## Instructions for the task:
Your output should be every line below, copied exactly.

## Data for this task:

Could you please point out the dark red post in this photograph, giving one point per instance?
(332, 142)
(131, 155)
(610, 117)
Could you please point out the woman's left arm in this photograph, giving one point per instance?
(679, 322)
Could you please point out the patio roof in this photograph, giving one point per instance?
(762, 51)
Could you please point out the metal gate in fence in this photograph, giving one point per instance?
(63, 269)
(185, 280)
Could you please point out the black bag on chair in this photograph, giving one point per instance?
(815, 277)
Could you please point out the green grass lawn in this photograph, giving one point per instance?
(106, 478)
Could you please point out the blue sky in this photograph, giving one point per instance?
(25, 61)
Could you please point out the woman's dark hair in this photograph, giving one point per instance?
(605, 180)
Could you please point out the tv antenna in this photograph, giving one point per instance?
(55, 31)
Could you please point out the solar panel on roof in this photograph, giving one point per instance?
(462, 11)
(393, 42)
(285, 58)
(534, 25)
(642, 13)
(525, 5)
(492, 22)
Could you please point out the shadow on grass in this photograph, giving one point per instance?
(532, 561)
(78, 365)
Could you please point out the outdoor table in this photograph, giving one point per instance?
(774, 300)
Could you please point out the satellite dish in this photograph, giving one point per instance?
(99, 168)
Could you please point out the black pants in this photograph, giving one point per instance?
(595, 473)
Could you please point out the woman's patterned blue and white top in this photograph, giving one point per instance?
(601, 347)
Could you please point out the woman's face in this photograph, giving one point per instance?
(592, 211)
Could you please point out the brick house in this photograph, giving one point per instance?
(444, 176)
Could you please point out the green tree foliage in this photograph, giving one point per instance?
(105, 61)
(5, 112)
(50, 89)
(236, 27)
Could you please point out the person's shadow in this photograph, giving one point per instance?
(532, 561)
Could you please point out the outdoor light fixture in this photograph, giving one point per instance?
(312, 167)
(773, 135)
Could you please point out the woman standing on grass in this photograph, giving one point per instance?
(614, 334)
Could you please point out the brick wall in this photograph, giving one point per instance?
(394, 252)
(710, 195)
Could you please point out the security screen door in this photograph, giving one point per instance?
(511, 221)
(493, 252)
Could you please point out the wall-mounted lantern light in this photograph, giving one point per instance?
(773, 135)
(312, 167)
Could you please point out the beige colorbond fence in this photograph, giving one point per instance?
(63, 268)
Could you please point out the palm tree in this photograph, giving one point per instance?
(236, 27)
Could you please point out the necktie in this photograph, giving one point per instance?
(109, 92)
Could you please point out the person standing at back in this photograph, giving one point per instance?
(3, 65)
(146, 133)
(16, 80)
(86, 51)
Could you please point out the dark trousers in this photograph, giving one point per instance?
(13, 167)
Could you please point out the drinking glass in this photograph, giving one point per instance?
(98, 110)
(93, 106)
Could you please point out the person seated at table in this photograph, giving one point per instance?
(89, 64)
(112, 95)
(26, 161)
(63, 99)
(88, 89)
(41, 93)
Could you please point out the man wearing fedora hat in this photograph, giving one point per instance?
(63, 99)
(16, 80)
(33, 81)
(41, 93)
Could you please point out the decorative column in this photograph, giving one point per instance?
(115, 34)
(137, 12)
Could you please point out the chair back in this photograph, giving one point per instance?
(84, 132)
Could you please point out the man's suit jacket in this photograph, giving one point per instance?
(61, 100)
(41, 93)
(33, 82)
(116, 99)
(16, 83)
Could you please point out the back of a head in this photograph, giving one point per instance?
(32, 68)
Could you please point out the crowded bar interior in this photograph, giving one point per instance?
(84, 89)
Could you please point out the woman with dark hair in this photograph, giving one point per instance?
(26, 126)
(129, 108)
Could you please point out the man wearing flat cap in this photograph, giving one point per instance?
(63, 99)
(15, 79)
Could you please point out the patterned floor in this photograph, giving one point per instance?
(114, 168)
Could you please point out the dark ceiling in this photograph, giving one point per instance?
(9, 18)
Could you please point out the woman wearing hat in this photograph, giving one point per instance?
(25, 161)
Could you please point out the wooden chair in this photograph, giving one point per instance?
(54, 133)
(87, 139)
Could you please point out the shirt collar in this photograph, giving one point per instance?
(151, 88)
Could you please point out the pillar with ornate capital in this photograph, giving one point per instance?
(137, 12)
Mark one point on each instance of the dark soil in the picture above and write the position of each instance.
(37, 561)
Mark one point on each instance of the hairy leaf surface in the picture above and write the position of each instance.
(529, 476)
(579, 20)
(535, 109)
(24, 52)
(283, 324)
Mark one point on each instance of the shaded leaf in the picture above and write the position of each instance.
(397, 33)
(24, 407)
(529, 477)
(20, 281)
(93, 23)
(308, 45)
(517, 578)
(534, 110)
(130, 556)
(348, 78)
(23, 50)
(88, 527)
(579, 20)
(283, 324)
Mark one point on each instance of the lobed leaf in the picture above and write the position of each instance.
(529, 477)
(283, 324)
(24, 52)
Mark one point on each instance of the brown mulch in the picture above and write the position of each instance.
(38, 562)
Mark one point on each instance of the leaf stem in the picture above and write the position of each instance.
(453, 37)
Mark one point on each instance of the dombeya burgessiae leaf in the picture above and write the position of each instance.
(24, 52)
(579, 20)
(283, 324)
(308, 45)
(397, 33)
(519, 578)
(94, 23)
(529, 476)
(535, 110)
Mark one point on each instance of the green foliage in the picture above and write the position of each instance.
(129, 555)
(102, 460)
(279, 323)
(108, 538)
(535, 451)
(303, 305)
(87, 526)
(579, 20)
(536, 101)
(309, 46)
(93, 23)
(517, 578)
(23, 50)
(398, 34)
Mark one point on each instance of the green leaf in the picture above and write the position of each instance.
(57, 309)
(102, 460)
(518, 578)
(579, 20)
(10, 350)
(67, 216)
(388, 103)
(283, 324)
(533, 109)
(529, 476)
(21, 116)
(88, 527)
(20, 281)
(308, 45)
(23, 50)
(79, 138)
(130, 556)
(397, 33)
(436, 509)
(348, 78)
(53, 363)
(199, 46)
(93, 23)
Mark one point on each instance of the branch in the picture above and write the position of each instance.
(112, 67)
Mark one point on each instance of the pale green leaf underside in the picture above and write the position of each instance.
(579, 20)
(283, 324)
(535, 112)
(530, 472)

## Solution:
Could you please point out the dark red post in this photograph, giving one point per instance?
(332, 142)
(131, 155)
(610, 117)
Could you please point out the woman's left arm in this photograph, giving one point per instance?
(679, 322)
Could you please point out the patio roof in this photograph, giving one point per instance?
(762, 51)
Could you please point out the metal gate in fence in this photograph, giving one point per instance?
(63, 269)
(185, 280)
Could you please point out the black bag on chair in this photograph, giving one point per instance?
(815, 277)
Could you please point out the green grass lawn in this photograph, giving one point per instance?
(106, 478)
Could you please point out the blue sky in this photograph, giving one point per instance?
(25, 61)
Could you please point out the woman's dark hair in this photograph, giving one point per instance?
(605, 180)
Could you please point out the tv antenna in this photograph, giving one point per instance?
(55, 31)
Could you please point out the solar panel on roof in this photograph, giving one point per instance?
(462, 11)
(393, 42)
(285, 58)
(534, 25)
(642, 13)
(525, 5)
(492, 22)
Could you please point out the shadow on grass in this photograph, giving one point per instance?
(532, 561)
(78, 365)
Could you please point out the outdoor table in this photograph, giving one point per instance?
(774, 300)
Could you please point out the satellite dish in this photograph, giving one point per instance?
(99, 168)
Could you please point out the black pants in this photograph, giving one point per instance?
(595, 473)
Could you please point out the woman's patterned blue and white top in this photograph, giving one point per instance?
(601, 347)
Could you please point out the woman's face in this photograph, giving one point per instance?
(592, 211)
Could you please point out the brick house in this photograph, giving one point per instance?
(444, 176)
Could you please point out the green tree foliage in this photograph, giving one point per instance?
(105, 61)
(5, 112)
(50, 89)
(236, 27)
Could you please point out the person's shadow in this photograph, giving one point per instance?
(532, 561)
Could you please point out the outdoor light fixture in this photograph, giving one point per instance?
(312, 167)
(773, 135)
Could you please point out the woman standing on grass in this photograph, giving one point per instance?
(614, 334)
Could you please point out the brick wall in this photograph, giving one point per instance?
(394, 252)
(710, 195)
Could you please point out the security screen door in this photograph, giving one point per instance?
(511, 221)
(493, 252)
Could you please point out the wall-mounted lantern light in this photograph, giving one point per instance?
(773, 135)
(312, 167)
Could you please point out the beige colorbond fence in this photograph, giving one point per instance?
(63, 268)
Could you please point out the palm tree in this photograph, giving one point per instance?
(236, 27)
Could you please point out the necktie in this photograph, giving one point per instance?
(109, 92)
Could you please point out the person standing at back in this photograph, giving one point per instance?
(3, 65)
(146, 133)
(16, 80)
(86, 51)
Could you please point out the dark trousers in this photograph, giving one point per instance?
(13, 167)
Could you please point out the drinking glass in this photograph, giving one point per instance?
(98, 110)
(93, 106)
Could you please point out the person seated at table in this photograph, giving one point per instance?
(89, 64)
(112, 95)
(26, 161)
(63, 99)
(88, 89)
(41, 93)
Could you please point out the man wearing fedora hat in this photograph, giving one point per instance?
(63, 99)
(16, 80)
(33, 81)
(41, 93)
Could you please point out the decorative column in this photograph, giving one point per instance?
(115, 34)
(137, 12)
Could you please point out the chair back in this photograph, giving one point per instance?
(84, 132)
Could you please point out the man's suit jacket in this photograph, giving one point per instance?
(61, 100)
(41, 93)
(33, 82)
(116, 99)
(16, 83)
Could you please point out the back of a head in this photograph, giving one point per instance?
(32, 68)
Could you please point out the crowded bar interior in this photograph, giving one point per instance?
(84, 89)
Could you please point out the woman with dark hair in this photograph, giving one point per instance?
(26, 126)
(129, 108)
Could you please point out the man wearing flat cap in this photograph, giving one point per instance?
(63, 99)
(15, 79)
Could you please point out the patterned floor in this photograph, giving one point per instance?
(114, 168)
Could you please point out the dark ceiling in this photograph, giving one point per instance?
(9, 18)
Could you please point out the woman wearing hat in this photograph, giving one point per instance?
(25, 161)
Could you please point out the wooden chair in this photograph, giving one point per instance?
(54, 133)
(87, 139)
Could you please point out the shirt collar in this photograph, giving one point per instance?
(151, 88)
Could you please point out the pillar with ornate capital in this photograph, giving one point per instance?
(137, 12)
Mark one point on each instance of the dark soil in the picture above and write the position of each instance.
(37, 561)
Mark one point on each instance of the hairy leaf surface in the picture above and write the position of each instance.
(529, 476)
(579, 20)
(535, 109)
(24, 52)
(283, 324)
Mark one point on each instance of the shaded leaf in the picture above and write the position of each instance.
(397, 33)
(24, 407)
(529, 477)
(20, 281)
(93, 23)
(308, 45)
(517, 578)
(534, 110)
(130, 556)
(348, 78)
(23, 50)
(88, 527)
(579, 20)
(283, 324)
Mark one point on each instance of the lobed leaf in the picture above and write the position of each instance.
(529, 477)
(283, 324)
(24, 52)
Mark one point on each instance of the brown mulch in the picture above and write the position of each instance.
(38, 562)
Mark one point on each instance of the leaf stem in the picture above and write the position of each instance.
(453, 37)
Mark one point on each instance of the dombeya burgessiae leaf in the picture above and write the position of each instance.
(24, 52)
(579, 20)
(283, 324)
(308, 45)
(397, 33)
(519, 578)
(94, 23)
(529, 476)
(535, 110)
Mark one point on each instance of the green foliage in the picture above and write the position of each instance.
(129, 555)
(102, 460)
(279, 323)
(108, 538)
(535, 451)
(303, 305)
(87, 526)
(579, 20)
(536, 101)
(309, 46)
(93, 23)
(517, 578)
(23, 50)
(398, 34)
Mark one point on each instance of the green leaf in the picture above and write the position of each instance.
(57, 309)
(102, 460)
(518, 578)
(579, 20)
(10, 350)
(67, 216)
(388, 103)
(283, 324)
(533, 109)
(529, 476)
(21, 116)
(88, 527)
(20, 281)
(308, 45)
(23, 50)
(79, 138)
(130, 556)
(397, 33)
(436, 509)
(348, 78)
(53, 363)
(199, 46)
(93, 23)
Mark one point on each instance of the branch in the picture above and write the position of each instance.
(112, 67)
Mark one point on each instance of the pale green leaf underside in the picture above and write the position of each instance.
(579, 20)
(283, 324)
(535, 112)
(530, 472)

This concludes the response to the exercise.